▶ Travail demandé:
Répondez aux questions suivantes d'après l'extrait fourni.
1. Quel est le titre du numéro 36 de la collection Tracts ?
2. Quelles fonctions Eric Alt et Elise Van Beneden occupent-ils respectivement au sein de l'association Anticor ?
3. Quel est le titre du chapitre de conclusion de l'essai ?

La collection Tracts de Gallimard s’est enrichie de deux numéros (36 et 37) qu’il faut absolument lire en cette période où règnent la confusion, le mensonge, les promesses. Deux numéros, pour faire bref, qui rendent intelligents et éclairés.

Le numéro 36, passionnant, est l’œuvre d’un magistrat, Eric Alt, et d’une avocate, Elise Van Beneden respectivement vice-président et présidente de l’association Anticor ; son titre : Résister à la corruption.

Très argumenté, cet essai démonte toutes les facettes de ces abus de pouvoir qui gangrènent la démocratie. C’est en même temps un appel vibrant à la Résistance (Rendre le pouvoir aux citoyens, titre du chapitre de conclusion) pour lutter contre un fléau qui coûte cher à tous.

Anticor a été menacée de perdre son agrément qui « permet d’exercer une prérogative qui dérange souvent le pouvoir », parce qu’elle dénonce les ‘’petites affaires’’ des corrupteurs et des corrompus et constitue « un remède aux entraves de la justice ».

Lire l’essai est un acte citoyen.

Données de masques de segmentation:
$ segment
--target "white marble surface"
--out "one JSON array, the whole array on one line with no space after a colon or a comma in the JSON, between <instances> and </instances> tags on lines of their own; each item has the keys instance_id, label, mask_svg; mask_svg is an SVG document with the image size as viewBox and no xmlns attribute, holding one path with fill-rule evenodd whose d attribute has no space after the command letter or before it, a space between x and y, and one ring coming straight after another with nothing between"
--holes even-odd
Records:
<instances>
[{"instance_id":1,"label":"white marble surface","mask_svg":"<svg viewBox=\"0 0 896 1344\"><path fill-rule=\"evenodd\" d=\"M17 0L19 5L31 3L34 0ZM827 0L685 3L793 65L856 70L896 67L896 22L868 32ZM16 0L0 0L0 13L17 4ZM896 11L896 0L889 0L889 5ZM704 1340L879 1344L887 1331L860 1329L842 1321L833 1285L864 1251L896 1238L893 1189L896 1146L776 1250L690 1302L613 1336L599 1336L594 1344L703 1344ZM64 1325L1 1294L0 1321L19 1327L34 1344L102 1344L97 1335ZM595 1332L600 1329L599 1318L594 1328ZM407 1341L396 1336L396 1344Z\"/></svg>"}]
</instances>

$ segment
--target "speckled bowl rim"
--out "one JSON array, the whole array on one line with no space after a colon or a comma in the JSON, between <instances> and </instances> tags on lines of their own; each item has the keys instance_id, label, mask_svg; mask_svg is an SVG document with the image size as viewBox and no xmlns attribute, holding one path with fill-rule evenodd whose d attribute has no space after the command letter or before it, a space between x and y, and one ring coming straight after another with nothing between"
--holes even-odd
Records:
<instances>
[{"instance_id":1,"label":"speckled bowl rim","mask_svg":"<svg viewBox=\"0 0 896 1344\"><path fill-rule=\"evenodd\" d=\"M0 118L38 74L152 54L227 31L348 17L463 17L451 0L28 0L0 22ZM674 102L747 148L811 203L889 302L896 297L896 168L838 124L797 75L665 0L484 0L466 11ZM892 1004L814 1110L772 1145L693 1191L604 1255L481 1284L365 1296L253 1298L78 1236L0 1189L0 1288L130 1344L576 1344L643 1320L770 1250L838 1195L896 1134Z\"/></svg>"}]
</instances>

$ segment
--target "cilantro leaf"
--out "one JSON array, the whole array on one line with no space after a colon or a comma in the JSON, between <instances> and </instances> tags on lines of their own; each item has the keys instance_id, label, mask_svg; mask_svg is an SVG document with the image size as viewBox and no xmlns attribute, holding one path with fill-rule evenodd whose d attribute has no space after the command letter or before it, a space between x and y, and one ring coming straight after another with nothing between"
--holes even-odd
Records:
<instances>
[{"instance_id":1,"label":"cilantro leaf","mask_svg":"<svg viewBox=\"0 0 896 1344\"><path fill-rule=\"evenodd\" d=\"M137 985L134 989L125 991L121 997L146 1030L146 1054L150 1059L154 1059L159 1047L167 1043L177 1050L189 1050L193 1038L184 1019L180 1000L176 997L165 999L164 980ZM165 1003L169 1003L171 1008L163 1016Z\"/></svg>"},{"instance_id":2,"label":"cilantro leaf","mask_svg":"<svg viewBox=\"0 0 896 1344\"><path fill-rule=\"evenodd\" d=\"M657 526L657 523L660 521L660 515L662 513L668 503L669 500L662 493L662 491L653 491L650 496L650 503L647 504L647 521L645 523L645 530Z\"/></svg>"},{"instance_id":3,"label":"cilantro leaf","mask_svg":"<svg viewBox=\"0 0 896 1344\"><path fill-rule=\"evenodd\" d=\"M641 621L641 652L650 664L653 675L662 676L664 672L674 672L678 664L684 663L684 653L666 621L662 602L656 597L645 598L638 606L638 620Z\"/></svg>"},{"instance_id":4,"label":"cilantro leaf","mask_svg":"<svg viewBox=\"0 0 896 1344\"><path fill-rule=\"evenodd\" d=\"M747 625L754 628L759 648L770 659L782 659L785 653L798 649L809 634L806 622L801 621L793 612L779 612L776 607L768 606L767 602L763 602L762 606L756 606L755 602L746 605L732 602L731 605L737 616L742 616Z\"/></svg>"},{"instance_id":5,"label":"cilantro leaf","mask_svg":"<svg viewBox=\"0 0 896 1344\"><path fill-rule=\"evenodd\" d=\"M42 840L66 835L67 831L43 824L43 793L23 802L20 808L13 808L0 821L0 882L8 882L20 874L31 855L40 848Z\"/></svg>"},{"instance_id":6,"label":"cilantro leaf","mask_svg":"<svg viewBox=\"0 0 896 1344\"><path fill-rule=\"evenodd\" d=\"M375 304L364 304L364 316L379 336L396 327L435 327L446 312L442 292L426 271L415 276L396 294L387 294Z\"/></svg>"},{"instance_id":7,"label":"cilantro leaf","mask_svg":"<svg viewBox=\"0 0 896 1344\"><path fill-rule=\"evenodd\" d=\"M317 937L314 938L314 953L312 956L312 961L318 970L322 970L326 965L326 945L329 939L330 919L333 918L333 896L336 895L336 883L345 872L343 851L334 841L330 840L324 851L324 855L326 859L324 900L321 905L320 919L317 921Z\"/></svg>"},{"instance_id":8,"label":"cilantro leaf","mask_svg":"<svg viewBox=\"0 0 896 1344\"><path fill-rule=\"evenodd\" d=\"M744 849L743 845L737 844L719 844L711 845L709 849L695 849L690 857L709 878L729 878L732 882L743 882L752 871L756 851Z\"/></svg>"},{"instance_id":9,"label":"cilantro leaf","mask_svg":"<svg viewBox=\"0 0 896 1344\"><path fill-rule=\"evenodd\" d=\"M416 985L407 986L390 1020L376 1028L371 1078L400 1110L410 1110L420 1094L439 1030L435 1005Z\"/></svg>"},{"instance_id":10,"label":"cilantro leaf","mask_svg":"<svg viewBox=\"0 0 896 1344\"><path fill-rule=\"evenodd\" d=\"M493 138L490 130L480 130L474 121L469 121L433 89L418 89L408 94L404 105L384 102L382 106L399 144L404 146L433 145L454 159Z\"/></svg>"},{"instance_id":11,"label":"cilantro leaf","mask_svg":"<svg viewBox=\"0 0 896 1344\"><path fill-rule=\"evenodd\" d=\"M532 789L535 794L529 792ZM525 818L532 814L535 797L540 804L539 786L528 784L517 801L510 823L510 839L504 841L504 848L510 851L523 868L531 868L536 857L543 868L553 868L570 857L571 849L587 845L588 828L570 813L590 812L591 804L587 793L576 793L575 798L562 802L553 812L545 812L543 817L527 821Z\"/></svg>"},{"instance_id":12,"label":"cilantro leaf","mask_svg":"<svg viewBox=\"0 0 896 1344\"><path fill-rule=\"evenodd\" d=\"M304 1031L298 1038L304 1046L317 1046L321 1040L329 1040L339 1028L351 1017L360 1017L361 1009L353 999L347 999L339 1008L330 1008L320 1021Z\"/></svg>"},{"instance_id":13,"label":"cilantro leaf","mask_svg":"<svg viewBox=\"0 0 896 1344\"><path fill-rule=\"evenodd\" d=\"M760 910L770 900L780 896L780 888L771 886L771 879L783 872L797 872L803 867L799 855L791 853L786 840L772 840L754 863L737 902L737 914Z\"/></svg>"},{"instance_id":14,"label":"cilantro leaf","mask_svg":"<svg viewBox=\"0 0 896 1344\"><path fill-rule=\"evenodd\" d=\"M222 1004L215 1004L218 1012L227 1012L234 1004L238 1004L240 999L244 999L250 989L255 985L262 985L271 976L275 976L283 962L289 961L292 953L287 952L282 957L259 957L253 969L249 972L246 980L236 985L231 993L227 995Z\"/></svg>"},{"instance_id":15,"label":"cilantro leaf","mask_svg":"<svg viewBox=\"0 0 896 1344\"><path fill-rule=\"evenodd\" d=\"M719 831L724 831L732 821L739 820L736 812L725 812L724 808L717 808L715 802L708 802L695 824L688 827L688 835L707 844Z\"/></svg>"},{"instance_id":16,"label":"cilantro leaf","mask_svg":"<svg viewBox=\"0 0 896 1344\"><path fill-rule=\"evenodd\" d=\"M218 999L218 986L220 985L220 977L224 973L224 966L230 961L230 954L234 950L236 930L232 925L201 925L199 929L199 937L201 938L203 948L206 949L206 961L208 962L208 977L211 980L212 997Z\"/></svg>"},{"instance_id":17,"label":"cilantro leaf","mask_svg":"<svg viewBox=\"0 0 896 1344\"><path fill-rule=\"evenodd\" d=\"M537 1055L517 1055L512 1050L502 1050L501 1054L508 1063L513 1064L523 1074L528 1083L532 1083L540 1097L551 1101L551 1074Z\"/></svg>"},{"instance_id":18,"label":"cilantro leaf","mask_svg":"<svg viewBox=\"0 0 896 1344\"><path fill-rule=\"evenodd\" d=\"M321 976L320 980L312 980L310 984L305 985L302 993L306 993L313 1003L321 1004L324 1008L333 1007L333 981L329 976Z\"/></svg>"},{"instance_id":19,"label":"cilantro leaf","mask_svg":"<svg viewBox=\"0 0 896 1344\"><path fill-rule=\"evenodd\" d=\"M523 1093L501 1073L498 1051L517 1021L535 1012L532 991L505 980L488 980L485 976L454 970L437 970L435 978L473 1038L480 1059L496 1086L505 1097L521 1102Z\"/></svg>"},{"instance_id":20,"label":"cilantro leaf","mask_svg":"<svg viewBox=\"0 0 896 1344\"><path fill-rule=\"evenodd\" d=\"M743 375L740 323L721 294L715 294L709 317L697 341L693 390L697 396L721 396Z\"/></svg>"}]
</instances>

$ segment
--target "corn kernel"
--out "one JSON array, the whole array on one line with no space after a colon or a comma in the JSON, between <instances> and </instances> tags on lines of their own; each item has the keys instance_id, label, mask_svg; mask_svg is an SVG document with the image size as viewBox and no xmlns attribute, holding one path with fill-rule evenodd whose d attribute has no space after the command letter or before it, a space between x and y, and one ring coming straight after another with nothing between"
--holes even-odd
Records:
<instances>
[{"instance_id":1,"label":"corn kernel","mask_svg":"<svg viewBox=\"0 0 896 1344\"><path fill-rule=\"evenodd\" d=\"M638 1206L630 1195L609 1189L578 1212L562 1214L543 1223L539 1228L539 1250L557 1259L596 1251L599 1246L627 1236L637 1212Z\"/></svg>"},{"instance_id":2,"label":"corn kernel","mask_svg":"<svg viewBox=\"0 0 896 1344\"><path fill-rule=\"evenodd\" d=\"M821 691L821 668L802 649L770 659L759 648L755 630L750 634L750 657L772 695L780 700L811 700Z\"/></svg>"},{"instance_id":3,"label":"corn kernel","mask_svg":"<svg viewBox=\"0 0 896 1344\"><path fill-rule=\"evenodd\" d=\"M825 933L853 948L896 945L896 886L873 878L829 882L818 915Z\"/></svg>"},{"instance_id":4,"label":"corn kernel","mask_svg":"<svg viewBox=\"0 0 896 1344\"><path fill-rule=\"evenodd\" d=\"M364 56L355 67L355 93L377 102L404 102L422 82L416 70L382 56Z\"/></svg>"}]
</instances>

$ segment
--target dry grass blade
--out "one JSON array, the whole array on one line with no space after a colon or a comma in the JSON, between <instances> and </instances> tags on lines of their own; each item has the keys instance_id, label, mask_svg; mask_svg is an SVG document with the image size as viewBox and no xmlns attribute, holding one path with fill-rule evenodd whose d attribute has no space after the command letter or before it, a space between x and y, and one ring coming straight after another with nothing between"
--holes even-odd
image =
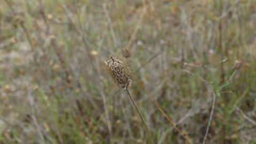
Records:
<instances>
[{"instance_id":1,"label":"dry grass blade","mask_svg":"<svg viewBox=\"0 0 256 144\"><path fill-rule=\"evenodd\" d=\"M133 104L134 105L134 107L135 107L136 109L137 110L137 111L138 111L138 113L139 114L139 116L141 117L141 119L142 121L142 122L143 122L143 124L145 125L145 127L146 127L146 132L148 133L148 134L149 134L149 139L150 140L150 143L151 144L154 143L153 142L153 139L152 138L151 134L150 133L150 131L149 130L149 129L148 127L148 126L146 125L146 122L144 119L143 117L142 116L142 114L141 114L141 111L138 109L138 106L137 106L137 105L135 103L135 101L134 101L133 97L130 95L130 92L129 92L128 89L126 89L126 92L127 92L127 93L128 93L129 97L130 97L130 99L131 100L131 102L133 102Z\"/></svg>"},{"instance_id":2,"label":"dry grass blade","mask_svg":"<svg viewBox=\"0 0 256 144\"><path fill-rule=\"evenodd\" d=\"M150 101L151 101L152 102L153 102L153 103L154 103L154 105L157 108L158 110L161 111L162 115L168 120L168 121L172 125L172 126L173 126L174 127L174 129L180 133L180 134L181 134L181 136L186 140L187 142L188 143L191 144L191 143L190 141L189 140L189 138L188 138L188 137L185 136L183 134L182 134L181 131L178 127L177 127L177 126L176 126L174 123L173 122L173 121L172 121L172 119L170 119L170 118L160 108L159 105L153 99L153 98L152 97L152 96L150 95L150 94L149 94L149 93L148 93L146 91L146 90L145 90L144 87L143 86L143 84L142 84L142 83L140 81L139 81L139 85L141 85L141 86L142 87L142 89L143 90L143 91L146 93L146 95L149 97Z\"/></svg>"}]
</instances>

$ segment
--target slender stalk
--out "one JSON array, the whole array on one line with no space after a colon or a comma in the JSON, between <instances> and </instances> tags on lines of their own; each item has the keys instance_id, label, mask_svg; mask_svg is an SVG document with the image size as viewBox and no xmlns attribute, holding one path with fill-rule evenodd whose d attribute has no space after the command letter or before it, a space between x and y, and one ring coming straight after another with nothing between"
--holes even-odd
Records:
<instances>
[{"instance_id":1,"label":"slender stalk","mask_svg":"<svg viewBox=\"0 0 256 144\"><path fill-rule=\"evenodd\" d=\"M135 101L134 101L133 97L130 95L130 92L129 92L128 90L127 89L126 89L126 90L127 92L127 93L129 95L129 97L130 97L130 100L133 102L133 105L135 107L136 109L137 110L137 111L138 111L138 113L139 114L139 116L141 117L141 120L142 121L144 124L145 125L145 127L146 127L146 132L148 132L148 134L149 134L149 139L150 140L150 143L151 144L154 143L153 142L153 139L152 138L151 134L150 133L150 131L149 131L149 129L146 124L146 122L145 122L145 120L144 119L143 117L142 116L142 115L141 113L141 111L138 109L138 106L137 106L137 105L136 104Z\"/></svg>"}]
</instances>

▶ Réponse:
1. Résister à la corruption.
2. Eric Alt en est le vice-président et Elise Van Beneden la présidente.
3. Rendre le pouvoir aux citoyens.